Rows of box annotation data:
* * * *

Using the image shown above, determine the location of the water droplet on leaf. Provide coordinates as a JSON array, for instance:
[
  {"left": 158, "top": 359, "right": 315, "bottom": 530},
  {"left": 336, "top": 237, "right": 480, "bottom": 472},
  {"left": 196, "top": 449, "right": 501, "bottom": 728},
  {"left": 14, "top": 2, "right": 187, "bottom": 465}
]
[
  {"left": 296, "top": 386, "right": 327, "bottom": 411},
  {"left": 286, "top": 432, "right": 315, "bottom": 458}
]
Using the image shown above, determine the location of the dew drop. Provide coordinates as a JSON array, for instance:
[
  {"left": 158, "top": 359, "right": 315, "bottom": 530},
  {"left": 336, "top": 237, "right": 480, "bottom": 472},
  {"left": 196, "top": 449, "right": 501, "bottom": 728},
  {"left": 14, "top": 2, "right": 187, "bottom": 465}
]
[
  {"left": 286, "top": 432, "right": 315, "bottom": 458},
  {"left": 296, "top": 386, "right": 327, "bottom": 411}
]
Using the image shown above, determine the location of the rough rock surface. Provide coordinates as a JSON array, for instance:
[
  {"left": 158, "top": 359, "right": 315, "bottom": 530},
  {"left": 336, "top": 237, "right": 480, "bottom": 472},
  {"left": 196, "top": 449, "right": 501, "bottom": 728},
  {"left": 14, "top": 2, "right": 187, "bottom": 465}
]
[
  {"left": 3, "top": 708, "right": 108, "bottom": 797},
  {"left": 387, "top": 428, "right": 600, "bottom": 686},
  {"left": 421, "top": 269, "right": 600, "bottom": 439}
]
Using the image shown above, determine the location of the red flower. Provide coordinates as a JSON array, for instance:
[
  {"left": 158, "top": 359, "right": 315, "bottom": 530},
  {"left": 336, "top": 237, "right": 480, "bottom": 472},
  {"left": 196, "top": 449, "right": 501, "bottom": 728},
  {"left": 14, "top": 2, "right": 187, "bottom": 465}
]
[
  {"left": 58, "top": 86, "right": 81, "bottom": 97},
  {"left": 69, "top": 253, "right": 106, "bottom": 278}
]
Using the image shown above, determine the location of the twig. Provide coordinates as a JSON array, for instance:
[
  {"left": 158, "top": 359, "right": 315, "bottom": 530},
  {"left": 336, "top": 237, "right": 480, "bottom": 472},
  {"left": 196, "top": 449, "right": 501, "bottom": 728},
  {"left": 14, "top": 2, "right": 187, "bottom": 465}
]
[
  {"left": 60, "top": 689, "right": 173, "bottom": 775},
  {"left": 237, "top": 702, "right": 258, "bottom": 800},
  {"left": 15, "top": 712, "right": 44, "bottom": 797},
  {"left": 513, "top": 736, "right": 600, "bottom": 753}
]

* * * *

Work required = Output the lines from the line containing "Using the image shown above, determine the location of the rough" to the end, both included; add nothing.

Answer to this task =
Using the image shown above, determine the location of the rough rock surface. Provide coordinates as a JSON array, for instance:
[
  {"left": 158, "top": 359, "right": 315, "bottom": 530},
  {"left": 336, "top": 237, "right": 480, "bottom": 472},
  {"left": 196, "top": 449, "right": 501, "bottom": 728},
  {"left": 14, "top": 2, "right": 187, "bottom": 465}
]
[
  {"left": 3, "top": 708, "right": 108, "bottom": 797},
  {"left": 387, "top": 428, "right": 600, "bottom": 686},
  {"left": 421, "top": 269, "right": 600, "bottom": 439}
]
Using the image shown above, determine the location of the red flower. Provide coordinates as a JSON array, for instance:
[
  {"left": 158, "top": 359, "right": 315, "bottom": 530},
  {"left": 336, "top": 237, "right": 480, "bottom": 472},
  {"left": 196, "top": 449, "right": 501, "bottom": 728},
  {"left": 14, "top": 2, "right": 187, "bottom": 465}
]
[
  {"left": 58, "top": 86, "right": 81, "bottom": 97},
  {"left": 69, "top": 253, "right": 106, "bottom": 278}
]
Using the image shown above, determine the location of the twig. Provide coordinates as a JSON array, for instance:
[
  {"left": 158, "top": 359, "right": 315, "bottom": 530},
  {"left": 336, "top": 237, "right": 480, "bottom": 472},
  {"left": 196, "top": 449, "right": 501, "bottom": 728},
  {"left": 14, "top": 2, "right": 187, "bottom": 465}
]
[
  {"left": 60, "top": 689, "right": 173, "bottom": 775},
  {"left": 237, "top": 702, "right": 258, "bottom": 800},
  {"left": 15, "top": 712, "right": 44, "bottom": 797},
  {"left": 513, "top": 736, "right": 600, "bottom": 753}
]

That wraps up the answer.